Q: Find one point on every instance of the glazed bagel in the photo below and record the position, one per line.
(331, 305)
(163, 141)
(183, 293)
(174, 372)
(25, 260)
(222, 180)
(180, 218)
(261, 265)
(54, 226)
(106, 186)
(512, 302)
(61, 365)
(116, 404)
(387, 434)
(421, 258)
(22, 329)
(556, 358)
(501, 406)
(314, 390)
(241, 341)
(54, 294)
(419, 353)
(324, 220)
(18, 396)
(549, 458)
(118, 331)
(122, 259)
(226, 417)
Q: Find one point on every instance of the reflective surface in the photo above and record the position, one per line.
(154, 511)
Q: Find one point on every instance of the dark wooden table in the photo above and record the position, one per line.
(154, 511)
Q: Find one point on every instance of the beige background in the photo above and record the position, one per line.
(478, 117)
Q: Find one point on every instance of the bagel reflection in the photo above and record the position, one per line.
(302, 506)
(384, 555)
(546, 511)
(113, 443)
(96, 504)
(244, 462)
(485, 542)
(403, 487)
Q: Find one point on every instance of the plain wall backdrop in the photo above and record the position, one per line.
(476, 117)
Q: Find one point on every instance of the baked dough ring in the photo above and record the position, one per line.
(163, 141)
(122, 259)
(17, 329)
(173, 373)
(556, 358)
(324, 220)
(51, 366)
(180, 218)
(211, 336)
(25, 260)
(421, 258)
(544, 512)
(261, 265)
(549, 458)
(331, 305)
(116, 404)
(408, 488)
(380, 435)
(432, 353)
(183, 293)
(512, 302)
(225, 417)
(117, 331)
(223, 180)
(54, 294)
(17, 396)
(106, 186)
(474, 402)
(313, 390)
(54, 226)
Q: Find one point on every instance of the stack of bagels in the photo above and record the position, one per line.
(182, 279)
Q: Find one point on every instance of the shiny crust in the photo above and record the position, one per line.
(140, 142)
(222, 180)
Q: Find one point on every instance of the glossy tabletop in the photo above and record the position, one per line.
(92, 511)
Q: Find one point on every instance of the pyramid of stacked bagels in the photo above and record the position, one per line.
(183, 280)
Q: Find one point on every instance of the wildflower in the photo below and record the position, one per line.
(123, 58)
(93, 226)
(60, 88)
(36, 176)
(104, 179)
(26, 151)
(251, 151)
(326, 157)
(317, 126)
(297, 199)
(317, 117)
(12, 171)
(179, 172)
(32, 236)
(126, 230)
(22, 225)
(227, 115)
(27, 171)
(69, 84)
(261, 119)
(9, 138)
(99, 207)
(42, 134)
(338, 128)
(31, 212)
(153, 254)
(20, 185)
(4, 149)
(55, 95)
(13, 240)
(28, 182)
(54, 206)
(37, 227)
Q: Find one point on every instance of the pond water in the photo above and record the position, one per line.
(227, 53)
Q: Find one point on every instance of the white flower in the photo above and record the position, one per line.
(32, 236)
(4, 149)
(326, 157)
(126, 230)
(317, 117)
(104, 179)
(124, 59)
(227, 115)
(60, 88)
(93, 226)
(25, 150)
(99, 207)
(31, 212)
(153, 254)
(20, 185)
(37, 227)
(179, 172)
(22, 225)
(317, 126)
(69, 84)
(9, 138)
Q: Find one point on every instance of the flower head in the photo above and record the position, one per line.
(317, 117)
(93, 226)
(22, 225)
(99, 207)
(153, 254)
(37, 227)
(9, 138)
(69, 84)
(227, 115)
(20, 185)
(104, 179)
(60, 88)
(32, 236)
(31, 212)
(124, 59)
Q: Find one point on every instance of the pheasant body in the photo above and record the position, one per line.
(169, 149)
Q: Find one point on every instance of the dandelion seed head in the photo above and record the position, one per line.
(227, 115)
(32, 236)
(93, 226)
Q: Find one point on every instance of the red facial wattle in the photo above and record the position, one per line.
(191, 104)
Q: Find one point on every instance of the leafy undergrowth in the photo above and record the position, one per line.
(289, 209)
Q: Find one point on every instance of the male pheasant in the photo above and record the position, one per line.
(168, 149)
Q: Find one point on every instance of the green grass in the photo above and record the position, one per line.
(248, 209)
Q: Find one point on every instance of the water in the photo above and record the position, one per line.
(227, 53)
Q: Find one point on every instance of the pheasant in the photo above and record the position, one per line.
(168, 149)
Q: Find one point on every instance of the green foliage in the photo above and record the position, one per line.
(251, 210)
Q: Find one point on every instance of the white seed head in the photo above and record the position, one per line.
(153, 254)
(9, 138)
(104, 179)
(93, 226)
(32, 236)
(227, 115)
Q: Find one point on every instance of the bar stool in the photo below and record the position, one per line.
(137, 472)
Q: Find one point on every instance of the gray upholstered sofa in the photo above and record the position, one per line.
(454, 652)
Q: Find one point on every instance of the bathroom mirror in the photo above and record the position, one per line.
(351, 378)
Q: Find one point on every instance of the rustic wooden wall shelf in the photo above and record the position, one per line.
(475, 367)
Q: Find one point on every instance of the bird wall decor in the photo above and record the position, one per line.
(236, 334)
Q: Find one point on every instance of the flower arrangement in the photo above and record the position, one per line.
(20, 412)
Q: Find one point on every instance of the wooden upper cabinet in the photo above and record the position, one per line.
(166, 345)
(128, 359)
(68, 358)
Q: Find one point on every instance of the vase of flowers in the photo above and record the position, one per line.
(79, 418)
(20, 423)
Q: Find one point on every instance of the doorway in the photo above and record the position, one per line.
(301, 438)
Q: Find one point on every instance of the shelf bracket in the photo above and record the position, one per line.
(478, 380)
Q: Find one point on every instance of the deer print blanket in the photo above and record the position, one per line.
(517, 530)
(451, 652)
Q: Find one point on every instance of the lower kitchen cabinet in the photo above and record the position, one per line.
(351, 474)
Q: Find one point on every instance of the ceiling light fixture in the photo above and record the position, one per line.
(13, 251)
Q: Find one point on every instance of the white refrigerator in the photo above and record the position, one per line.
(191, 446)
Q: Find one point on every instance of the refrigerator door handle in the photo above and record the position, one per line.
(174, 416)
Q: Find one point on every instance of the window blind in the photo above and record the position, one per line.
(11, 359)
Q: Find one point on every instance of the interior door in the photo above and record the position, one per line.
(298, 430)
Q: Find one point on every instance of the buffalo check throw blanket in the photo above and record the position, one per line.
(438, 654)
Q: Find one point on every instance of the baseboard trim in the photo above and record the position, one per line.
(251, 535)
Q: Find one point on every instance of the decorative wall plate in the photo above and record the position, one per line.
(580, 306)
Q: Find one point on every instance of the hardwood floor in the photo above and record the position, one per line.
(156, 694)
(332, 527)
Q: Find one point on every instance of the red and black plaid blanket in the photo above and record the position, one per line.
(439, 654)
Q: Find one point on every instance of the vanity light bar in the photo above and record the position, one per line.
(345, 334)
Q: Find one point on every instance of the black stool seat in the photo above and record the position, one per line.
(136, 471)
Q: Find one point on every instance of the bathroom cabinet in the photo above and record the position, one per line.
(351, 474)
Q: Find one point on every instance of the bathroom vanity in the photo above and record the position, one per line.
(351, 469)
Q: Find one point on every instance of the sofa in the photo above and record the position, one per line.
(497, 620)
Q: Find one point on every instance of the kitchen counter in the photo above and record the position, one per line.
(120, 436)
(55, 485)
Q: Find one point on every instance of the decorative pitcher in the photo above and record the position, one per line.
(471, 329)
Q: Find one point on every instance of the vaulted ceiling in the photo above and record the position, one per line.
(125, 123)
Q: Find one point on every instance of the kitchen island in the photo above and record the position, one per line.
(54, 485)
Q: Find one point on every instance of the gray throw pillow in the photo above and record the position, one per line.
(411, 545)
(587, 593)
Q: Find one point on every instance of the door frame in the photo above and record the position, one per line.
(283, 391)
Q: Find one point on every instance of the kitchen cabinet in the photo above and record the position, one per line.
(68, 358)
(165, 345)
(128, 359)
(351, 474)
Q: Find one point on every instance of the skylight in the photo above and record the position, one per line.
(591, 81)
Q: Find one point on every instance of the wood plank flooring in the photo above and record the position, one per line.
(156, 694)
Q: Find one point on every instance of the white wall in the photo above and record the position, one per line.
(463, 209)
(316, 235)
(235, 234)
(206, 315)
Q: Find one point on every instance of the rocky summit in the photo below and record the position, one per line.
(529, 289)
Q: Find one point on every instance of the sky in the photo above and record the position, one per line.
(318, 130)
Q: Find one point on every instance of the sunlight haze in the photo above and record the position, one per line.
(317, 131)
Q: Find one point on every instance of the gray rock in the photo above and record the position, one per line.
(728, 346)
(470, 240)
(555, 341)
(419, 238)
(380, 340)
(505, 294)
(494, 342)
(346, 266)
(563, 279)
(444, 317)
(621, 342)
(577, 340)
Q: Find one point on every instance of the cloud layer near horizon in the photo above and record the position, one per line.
= = = = =
### Instructions for the task
The line containing "Q: Find one point on every instance of the gray throw" marks the start; retype it and each line after it through the end of the records above, exactly.

### Correct answer
Q: Find one point on every instance of the gray throw pillow in the photo above and record the position, one per line.
(411, 545)
(587, 593)
Q: Find one point on every instance of the door frame in the photo above and record the position, one per line.
(283, 391)
Q: Find one point on every instance of the kitchen cabinet in the photo above and record the position, one per line.
(68, 358)
(165, 345)
(128, 359)
(351, 474)
Q: Find one point on every instance of the skylight in the photo above and record the position, one per line.
(591, 81)
Q: Find one point on every instance of the wood plank flooring in the photo above and record the position, one per line.
(156, 694)
Q: Find one point on every instance of the white wall in the photo above and record the position, one per line.
(463, 209)
(316, 235)
(235, 234)
(206, 315)
Q: Find one point on every instance of the rocky summit in the photo below and record the position, one per line.
(529, 289)
Q: Find one point on every instance of the sky in the photo above and record the position, one per line.
(318, 130)
Q: Find one point on every instance of the sunlight haze in the photo above and record the position, one per line.
(317, 131)
Q: Find one point on every instance of the gray rock in the photo above and record the position, one per line.
(728, 346)
(470, 240)
(555, 341)
(419, 238)
(380, 340)
(505, 294)
(494, 342)
(346, 266)
(563, 279)
(444, 317)
(621, 342)
(577, 340)
Q: Find one point on every instance of the cloud layer near horizon in the photo above and record the position, one per line.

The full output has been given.